**EXERCISE DETAILS:** All of the data needs to be printed again, exactly as written.

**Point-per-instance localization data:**
"""

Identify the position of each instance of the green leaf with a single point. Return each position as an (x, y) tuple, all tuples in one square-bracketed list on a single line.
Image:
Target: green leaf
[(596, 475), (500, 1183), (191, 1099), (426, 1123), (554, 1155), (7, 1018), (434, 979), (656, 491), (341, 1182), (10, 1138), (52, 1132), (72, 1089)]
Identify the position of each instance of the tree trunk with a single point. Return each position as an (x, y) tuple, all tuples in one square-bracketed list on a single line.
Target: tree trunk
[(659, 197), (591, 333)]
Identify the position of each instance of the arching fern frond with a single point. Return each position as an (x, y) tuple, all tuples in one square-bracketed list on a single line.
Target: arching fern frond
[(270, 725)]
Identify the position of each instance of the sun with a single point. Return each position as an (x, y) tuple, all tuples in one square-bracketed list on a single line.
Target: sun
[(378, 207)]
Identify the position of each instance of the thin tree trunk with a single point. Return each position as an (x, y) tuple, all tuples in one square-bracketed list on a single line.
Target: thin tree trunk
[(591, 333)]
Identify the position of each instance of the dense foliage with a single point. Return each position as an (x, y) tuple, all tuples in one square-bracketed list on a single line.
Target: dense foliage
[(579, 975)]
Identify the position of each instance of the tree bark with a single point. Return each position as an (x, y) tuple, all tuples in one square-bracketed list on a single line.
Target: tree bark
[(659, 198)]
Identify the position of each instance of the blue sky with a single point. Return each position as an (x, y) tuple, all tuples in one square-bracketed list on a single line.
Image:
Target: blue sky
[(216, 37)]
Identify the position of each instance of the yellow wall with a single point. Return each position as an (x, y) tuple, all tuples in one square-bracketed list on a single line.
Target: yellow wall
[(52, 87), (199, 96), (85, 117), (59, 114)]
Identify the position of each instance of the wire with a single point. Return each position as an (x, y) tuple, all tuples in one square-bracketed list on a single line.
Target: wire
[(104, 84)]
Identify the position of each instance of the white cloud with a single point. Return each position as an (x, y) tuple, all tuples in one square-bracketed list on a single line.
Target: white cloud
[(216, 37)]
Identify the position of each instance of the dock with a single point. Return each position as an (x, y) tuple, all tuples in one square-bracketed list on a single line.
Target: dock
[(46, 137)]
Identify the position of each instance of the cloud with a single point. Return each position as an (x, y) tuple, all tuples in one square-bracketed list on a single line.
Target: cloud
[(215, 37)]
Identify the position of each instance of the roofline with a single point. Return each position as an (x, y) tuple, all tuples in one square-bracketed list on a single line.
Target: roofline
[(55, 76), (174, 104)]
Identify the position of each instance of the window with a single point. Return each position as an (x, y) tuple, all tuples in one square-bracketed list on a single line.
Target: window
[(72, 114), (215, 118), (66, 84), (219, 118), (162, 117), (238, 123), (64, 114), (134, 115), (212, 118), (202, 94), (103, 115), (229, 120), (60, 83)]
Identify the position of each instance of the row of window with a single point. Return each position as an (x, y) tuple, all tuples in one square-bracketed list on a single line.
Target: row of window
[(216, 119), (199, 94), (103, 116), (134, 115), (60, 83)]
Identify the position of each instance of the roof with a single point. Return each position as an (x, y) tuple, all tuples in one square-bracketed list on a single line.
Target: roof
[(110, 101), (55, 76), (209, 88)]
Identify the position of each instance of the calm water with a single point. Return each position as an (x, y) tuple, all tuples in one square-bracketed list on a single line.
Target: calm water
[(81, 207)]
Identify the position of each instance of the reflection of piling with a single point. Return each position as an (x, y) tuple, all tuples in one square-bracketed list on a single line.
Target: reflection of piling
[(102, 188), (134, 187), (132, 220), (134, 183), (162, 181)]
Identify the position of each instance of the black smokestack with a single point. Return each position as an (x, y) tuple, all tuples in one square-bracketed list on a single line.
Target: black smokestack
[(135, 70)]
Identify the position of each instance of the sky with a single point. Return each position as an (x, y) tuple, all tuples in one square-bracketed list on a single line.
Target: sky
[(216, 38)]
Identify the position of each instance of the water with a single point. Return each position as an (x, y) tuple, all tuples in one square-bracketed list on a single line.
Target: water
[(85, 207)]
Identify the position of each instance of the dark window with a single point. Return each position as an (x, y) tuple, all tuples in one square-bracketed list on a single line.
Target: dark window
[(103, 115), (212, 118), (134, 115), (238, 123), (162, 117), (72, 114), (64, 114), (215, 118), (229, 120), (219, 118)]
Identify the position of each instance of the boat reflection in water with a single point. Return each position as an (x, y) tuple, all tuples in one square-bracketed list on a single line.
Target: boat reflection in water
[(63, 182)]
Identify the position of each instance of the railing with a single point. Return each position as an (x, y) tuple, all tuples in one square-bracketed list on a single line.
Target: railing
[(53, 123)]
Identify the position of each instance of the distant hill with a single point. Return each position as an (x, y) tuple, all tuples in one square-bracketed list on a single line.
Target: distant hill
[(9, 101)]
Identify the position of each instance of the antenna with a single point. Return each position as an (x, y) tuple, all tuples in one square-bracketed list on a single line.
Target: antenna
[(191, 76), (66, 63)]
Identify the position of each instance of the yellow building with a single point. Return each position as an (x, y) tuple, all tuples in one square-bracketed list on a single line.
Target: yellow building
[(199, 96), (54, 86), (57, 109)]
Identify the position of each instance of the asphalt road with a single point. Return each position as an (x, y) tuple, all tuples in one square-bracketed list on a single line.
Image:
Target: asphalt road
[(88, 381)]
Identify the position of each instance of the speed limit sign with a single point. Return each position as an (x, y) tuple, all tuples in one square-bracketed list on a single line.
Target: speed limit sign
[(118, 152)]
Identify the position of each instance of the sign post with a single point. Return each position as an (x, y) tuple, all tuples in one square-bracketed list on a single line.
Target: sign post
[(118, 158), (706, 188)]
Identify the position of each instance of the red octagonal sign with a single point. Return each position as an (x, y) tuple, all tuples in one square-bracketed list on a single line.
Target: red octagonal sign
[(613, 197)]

"""

**PROBLEM SOLUTION:**
Identify the position of each instance of the green leaf with a single point. Return each position as an (x, y) tuple, all tuples in one square-bracketed list on a single line.
Image:
Target: green leaf
[(596, 475), (500, 1183), (191, 1099), (426, 1123), (554, 1155), (7, 1018), (434, 979), (656, 491), (341, 1182), (10, 1138), (52, 1132), (72, 1089)]
Identify the position of each instance of the tree trunk with a single point. Return each position as an (x, y) tuple, all tuples in one square-bracketed list on a single line.
Target: tree trunk
[(659, 197), (591, 333)]
Identify the position of each instance of the arching fern frond with a single point. Return each position as an (x, y) tuple, all tuples in one square-bracketed list on a single line.
Target: arching fern frond
[(270, 725)]
Identify the position of each instance of the sun with a single point. Return each position as an (x, y) tuple, all tuples in one square-bracketed list on a single line.
Target: sun
[(378, 207)]
Identify the position of each instance of the thin tree trunk with a single point. Return each position as an (x, y) tuple, all tuples in one square-bracketed list on a single line.
Target: thin tree trunk
[(591, 333)]
Identify the position of each instance of the dense foliage with a single point. Return each position as an (x, y) tuple, all tuples in one square-bracketed list on a single line.
Target: dense foliage
[(579, 975)]
Identify the position of each instance of the tree bark with a single point. Return each position as an (x, y) tuple, all tuples in one square-bracketed list on a single line.
Target: tree bark
[(659, 198)]
Identify the position of each instance of the blue sky with a single point. Return each position as an (x, y) tuple, all tuples in one square-bracketed list on a single line.
Image:
Target: blue sky
[(216, 37)]
Identify the position of each instance of the yellow wall with a single point. Return each position as an (x, y) tuple, all tuples in one square-bracketed list on a single line.
Target: yellow wall
[(52, 87), (199, 96), (85, 117), (59, 114)]
Identify the position of each instance of the wire with a single point. Return each position as an (x, y) tuple, all tuples in one square-bracketed list on a single line.
Target: wire
[(104, 84)]
Identify the position of each instance of the white cloud with a single point. Return each position as an (x, y) tuple, all tuples in one square-bracketed list on a single line.
Target: white cloud
[(216, 37)]
Identify the position of each instance of the dock with a single point. Return each position as an (x, y) tuple, all tuples in one square-bracketed list on a single line.
Target: dock
[(46, 137)]
Identify the position of each instance of the cloud with a single point. Return each position as an (x, y) tuple, all tuples in one square-bracketed list on a single line.
Target: cloud
[(215, 37)]
Identify the position of each instance of the roofline with a single point. Return each position as an (x, y) tuple, all tuples in one square-bracketed list on a single line.
Target: roofline
[(55, 76), (174, 104)]
Identify the position of each instance of the window with a single point. Return each position as an (x, y) tuple, all tuples in one square-bracketed list on a single line.
Target: window
[(72, 114), (215, 118), (66, 84), (219, 118), (162, 117), (238, 123), (64, 114), (134, 115), (212, 118), (202, 94), (103, 115), (229, 120), (60, 83)]
Identify the position of each instance of the row of window with a single point. Return each position as an (x, y) tuple, all tuples in one square-bracketed list on a single line.
Target: row of window
[(216, 119), (199, 94), (103, 116), (134, 115), (60, 83)]
Identify the position of each instance of the roof with a single point. Return each position as an (x, y) tuple, all tuples in one square-bracketed list on a single line.
Target: roof
[(110, 101), (55, 76), (209, 88)]
Identify the position of each instance of the calm water with a single point. Return each position as an (x, y) tuple, all tuples in one square-bracketed list on a single line.
Target: calm water
[(81, 207)]
Identify the position of each instance of the reflection of piling with a single point. Return each position as an (x, y) tuple, all tuples in one square-bracketed list on a single line.
Target: reflection of piling
[(102, 188), (134, 187), (132, 220), (134, 183), (162, 181)]
Identify the position of each instance of the black smokestack with a single point. Return each position as an (x, y) tuple, all tuples in one square-bracketed list on a single line.
Target: black smokestack
[(135, 70)]
Identify the position of each instance of the sky with a single point. Return each position as an (x, y) tuple, all tuples in one square-bracketed list on a single line.
Target: sky
[(216, 38)]
Identify the position of each instance of the water with a single point. Return each position as an (x, y) tuple, all tuples in one square-bracketed list on a single line.
Target: water
[(85, 207)]
Identify the position of each instance of the dark window with a single point. Return each position as an (x, y) tuple, all tuples in one square-bracketed list on a single line.
Target: dark window
[(103, 115), (212, 118), (134, 115), (238, 123), (162, 117), (72, 114), (64, 114), (215, 118), (229, 120), (219, 118)]
Identify the position of each instance of the boat reflection in water with a single point. Return each position as an (x, y) tuple, all tuples in one square-bracketed list on a single line.
Target: boat reflection in water
[(63, 182)]
Identify the position of each instance of the railing with a single point. Return each position as an (x, y) tuple, all tuples in one square-bracketed list on a single line.
Target: railing
[(53, 123)]
Identify the position of each instance of the distant hill with a single point. Return each position as an (x, y) tuple, all tuples in one square-bracketed list on a single line.
Target: distant hill
[(9, 101)]
Identify the position of each instance of the antenna with a single point. Return each position as an (x, y) tuple, all tuples in one square-bracketed list on a single line.
Target: antenna
[(191, 76), (66, 63)]
Identify the position of each instance of the yellow building with a single point. Return each position as an (x, y) tuple, all tuples in one square-bracketed list on a single line.
Target: yellow building
[(199, 96), (54, 86), (57, 109)]
Identify the position of each instance of the asphalt road with a single point. Return each position as an (x, y) tuple, all tuples in one square-bracketed list on a single line.
Image:
Target: asphalt road
[(88, 381)]
Identify the position of each instance of the speed limit sign with a single point. Return each position as an (x, y) tuple, all tuples in one square-bracketed list on a single line.
Target: speed limit sign
[(118, 152)]
Identify the position of each instance of the sign post with a single point. Return each position as an (x, y) tuple, all tuples in one square-bracketed list on a single line.
Target: sign post
[(118, 158), (706, 188)]
Identify the position of each instance of the red octagonal sign with a single point. Return each position as an (x, y) tuple, all tuples in one square-bracketed list on a single line.
Target: red octagonal sign
[(613, 197)]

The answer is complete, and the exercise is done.